Aim> List each line in the records below that contains the word "water", copying every such line in full.

Record extracts>
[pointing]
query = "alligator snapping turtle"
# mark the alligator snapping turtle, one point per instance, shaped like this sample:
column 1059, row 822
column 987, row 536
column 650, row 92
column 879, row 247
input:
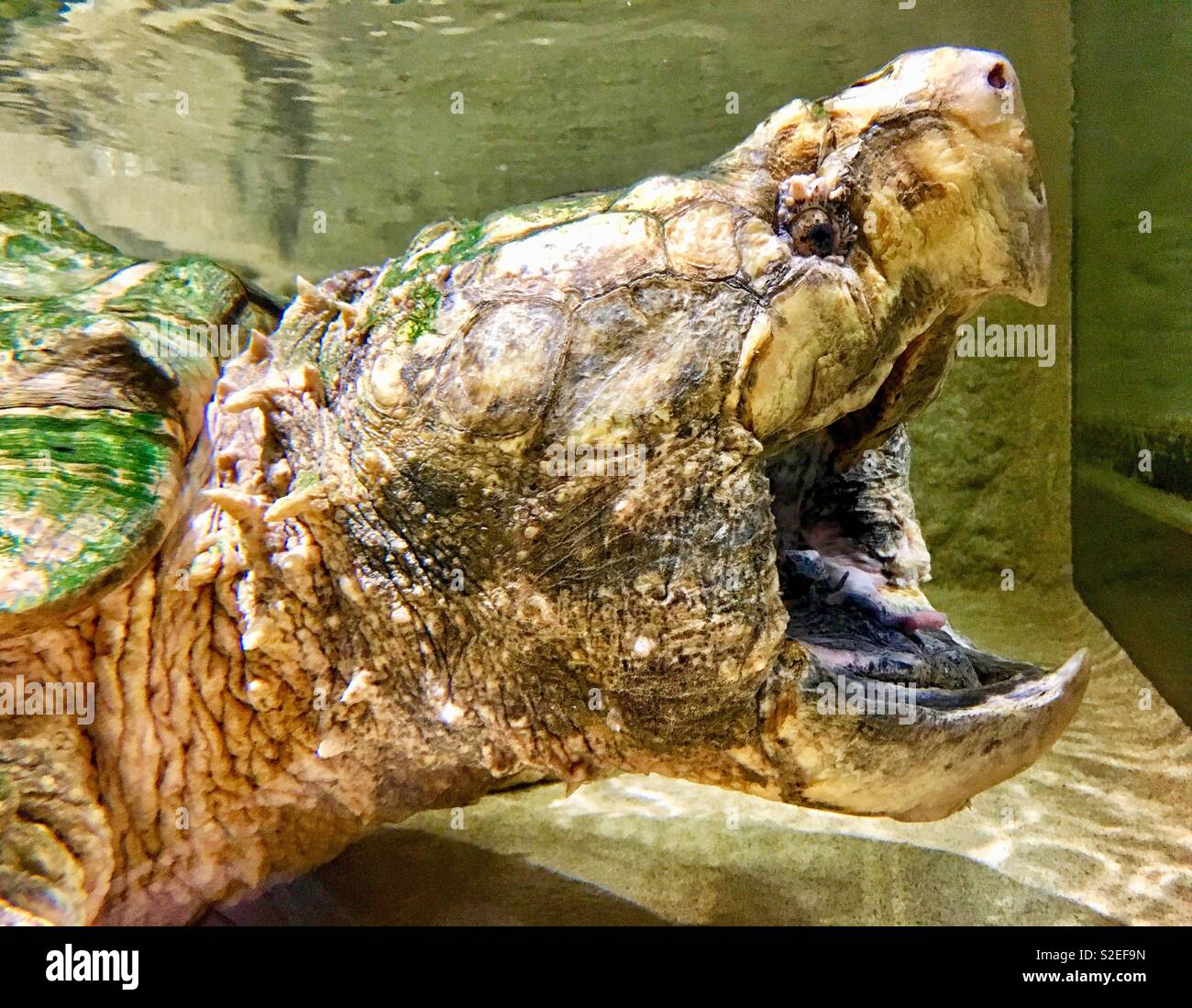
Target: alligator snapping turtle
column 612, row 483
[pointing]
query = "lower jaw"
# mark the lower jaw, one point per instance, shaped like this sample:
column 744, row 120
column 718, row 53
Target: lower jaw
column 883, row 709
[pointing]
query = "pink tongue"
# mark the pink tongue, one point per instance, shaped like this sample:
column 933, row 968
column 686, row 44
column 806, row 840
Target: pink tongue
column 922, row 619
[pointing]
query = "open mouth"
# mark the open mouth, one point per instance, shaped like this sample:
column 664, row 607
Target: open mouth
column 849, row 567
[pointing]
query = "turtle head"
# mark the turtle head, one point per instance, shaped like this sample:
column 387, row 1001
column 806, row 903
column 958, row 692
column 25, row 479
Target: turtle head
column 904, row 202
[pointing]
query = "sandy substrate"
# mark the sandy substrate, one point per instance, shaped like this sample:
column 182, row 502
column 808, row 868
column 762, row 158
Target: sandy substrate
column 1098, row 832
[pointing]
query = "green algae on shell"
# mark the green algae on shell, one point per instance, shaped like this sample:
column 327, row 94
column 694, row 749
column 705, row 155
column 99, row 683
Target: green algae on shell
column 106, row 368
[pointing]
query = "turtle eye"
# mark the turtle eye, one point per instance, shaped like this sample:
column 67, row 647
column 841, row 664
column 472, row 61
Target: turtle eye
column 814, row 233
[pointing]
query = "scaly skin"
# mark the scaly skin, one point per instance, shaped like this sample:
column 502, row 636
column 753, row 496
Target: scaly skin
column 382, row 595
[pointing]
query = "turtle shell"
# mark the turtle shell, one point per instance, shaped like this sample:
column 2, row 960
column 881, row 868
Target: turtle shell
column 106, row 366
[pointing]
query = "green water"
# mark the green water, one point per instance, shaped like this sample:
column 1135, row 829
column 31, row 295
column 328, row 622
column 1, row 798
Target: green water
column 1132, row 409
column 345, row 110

...

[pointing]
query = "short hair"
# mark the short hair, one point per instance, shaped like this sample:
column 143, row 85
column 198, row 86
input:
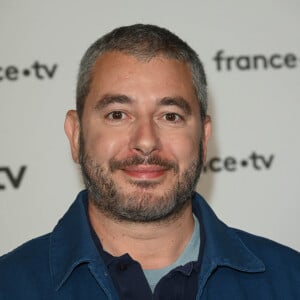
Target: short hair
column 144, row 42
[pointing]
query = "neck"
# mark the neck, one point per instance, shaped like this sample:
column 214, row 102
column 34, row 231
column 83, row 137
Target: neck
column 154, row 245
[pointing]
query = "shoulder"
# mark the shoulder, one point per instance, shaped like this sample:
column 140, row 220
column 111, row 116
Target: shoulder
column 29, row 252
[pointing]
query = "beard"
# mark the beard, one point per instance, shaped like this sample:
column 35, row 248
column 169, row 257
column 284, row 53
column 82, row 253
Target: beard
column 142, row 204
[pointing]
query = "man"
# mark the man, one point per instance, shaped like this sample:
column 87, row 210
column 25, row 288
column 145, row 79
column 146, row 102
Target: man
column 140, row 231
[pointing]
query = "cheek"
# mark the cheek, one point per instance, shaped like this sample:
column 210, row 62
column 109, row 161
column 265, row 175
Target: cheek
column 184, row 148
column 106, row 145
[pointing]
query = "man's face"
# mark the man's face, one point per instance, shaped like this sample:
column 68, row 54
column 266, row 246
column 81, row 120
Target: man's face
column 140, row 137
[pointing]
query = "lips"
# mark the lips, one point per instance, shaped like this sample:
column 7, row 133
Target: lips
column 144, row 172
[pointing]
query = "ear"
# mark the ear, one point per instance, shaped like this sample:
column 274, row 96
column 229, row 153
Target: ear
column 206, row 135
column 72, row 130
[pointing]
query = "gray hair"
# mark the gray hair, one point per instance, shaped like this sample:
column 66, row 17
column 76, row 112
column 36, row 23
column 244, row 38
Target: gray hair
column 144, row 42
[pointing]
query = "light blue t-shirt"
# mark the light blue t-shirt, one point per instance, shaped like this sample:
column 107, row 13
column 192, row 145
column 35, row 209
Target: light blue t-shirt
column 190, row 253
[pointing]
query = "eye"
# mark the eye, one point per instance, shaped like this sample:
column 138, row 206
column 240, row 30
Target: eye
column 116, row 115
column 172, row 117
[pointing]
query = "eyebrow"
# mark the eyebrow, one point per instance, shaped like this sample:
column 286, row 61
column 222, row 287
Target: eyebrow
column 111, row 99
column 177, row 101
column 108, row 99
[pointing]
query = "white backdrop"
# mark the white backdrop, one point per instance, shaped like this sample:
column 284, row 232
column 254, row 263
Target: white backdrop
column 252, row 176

* * *

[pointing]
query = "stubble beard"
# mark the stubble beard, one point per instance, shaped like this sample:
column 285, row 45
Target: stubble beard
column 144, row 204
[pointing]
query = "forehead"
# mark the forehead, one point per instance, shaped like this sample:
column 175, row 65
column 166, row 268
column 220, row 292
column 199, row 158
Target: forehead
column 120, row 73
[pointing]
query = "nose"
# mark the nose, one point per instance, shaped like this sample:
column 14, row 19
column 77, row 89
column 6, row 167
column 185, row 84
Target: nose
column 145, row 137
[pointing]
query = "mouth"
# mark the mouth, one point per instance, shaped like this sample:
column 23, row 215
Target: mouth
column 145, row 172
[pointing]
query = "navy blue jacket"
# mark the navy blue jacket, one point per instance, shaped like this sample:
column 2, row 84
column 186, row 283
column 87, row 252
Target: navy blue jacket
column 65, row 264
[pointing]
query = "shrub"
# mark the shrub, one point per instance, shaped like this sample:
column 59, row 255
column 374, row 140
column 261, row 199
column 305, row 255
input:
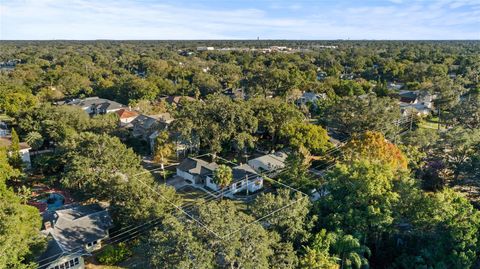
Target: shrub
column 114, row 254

Answer>
query = "green water"
# mark the green water, one point per instance, shaped like this sample:
Target: green water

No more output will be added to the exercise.